EXERCISE DIRECTIONS —
The data should be transcribed in its entirety, word for word.

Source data
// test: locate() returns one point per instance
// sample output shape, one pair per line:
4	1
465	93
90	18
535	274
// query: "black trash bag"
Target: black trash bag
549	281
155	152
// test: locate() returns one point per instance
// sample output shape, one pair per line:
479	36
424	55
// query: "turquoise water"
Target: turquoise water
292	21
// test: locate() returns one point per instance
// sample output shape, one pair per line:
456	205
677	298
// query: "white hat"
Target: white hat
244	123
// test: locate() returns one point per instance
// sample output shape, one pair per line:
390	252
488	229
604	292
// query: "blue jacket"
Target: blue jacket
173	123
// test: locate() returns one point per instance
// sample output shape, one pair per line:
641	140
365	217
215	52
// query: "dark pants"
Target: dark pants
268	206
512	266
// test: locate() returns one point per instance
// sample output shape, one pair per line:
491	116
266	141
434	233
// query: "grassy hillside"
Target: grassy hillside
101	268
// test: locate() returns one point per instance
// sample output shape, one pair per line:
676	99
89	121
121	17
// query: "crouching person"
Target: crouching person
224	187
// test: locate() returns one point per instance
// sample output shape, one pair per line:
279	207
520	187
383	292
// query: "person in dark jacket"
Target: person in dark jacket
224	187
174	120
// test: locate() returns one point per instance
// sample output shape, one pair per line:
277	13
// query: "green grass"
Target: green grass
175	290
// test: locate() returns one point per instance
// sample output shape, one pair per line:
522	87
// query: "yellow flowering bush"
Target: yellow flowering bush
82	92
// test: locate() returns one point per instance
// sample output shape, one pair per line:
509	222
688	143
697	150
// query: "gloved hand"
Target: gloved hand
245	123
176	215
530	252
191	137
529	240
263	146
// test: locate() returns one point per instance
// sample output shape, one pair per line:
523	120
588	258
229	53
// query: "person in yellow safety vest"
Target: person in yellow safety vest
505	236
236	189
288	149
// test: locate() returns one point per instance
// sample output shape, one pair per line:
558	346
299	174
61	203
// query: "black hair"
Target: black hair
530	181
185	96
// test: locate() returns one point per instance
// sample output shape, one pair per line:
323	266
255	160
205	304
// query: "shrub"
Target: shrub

TASK ANSWER —
// test: locate() returns one point per instance
// sample output shape, one pair per line:
4	1
465	93
90	18
535	274
// query: "black trash bag"
Target: black trash bag
549	281
155	152
// test: locate() returns one point per instance
// sample output shape, one pair per line:
479	36
424	55
// query: "turquoise water"
Target: turquoise water
292	21
// test: locate() returns one point per instance
// sample output shape, one pair per line:
456	205
677	298
// query: "white hat"
Target: white hat
244	123
// test: locate() returns one point per instance
// sample output shape, one pair per line:
390	252
488	229
604	292
// query: "blue jacket"
Target: blue jacket
173	123
// test: locate() returns one point per instance
// sample output shape, one pair per line:
641	140
365	217
215	52
// query: "dark pants"
Target: dark pants
268	206
512	266
// test: locate() returns one point per instance
// sample output shape, one pair per line:
491	116
266	141
434	233
// query: "grassy hillside"
Target: grassy hillside
101	268
// test: locate() returns one point per instance
// sample output shape, one pair per line:
676	99
89	121
121	17
// query: "crouching person"
Target: crouching person
224	187
// test: locate() returns one point per instance
// sample output shape, one pair per line:
279	207
520	187
383	292
// query: "person in dark jacket"
Target: person in dark jacket
224	187
174	120
// test: locate() returns one point per instance
// sample output shape, one pair per line:
277	13
// query: "green grass"
Target: green grass
175	290
// test: locate() returns one point per instance
// sample output shape, one pair per line:
522	87
// query: "yellow flowering bush"
Target: yellow flowering bush
82	92
// test: locate() returns one point per instance
// sample output shape, one pair per line:
509	222
688	143
697	150
// query: "gloved hand"
Target: gloved hand
245	123
176	215
530	252
191	137
529	240
263	146
// test: locate() returns one point per instance
// sample output shape, one pair per line:
523	120
588	258
229	53
// query: "person in yellow safety vest"
Target: person in yellow safety vest
505	236
236	189
288	149
// test: locate() returns one point per instance
// sample output shape, one pair per line:
558	346
299	174
61	203
// query: "black hair"
Target: black hair
530	181
185	96
// test: locate() returns one point per instance
// sample output shape, one pair per line:
323	266
255	160
205	304
// query: "shrub"
Target: shrub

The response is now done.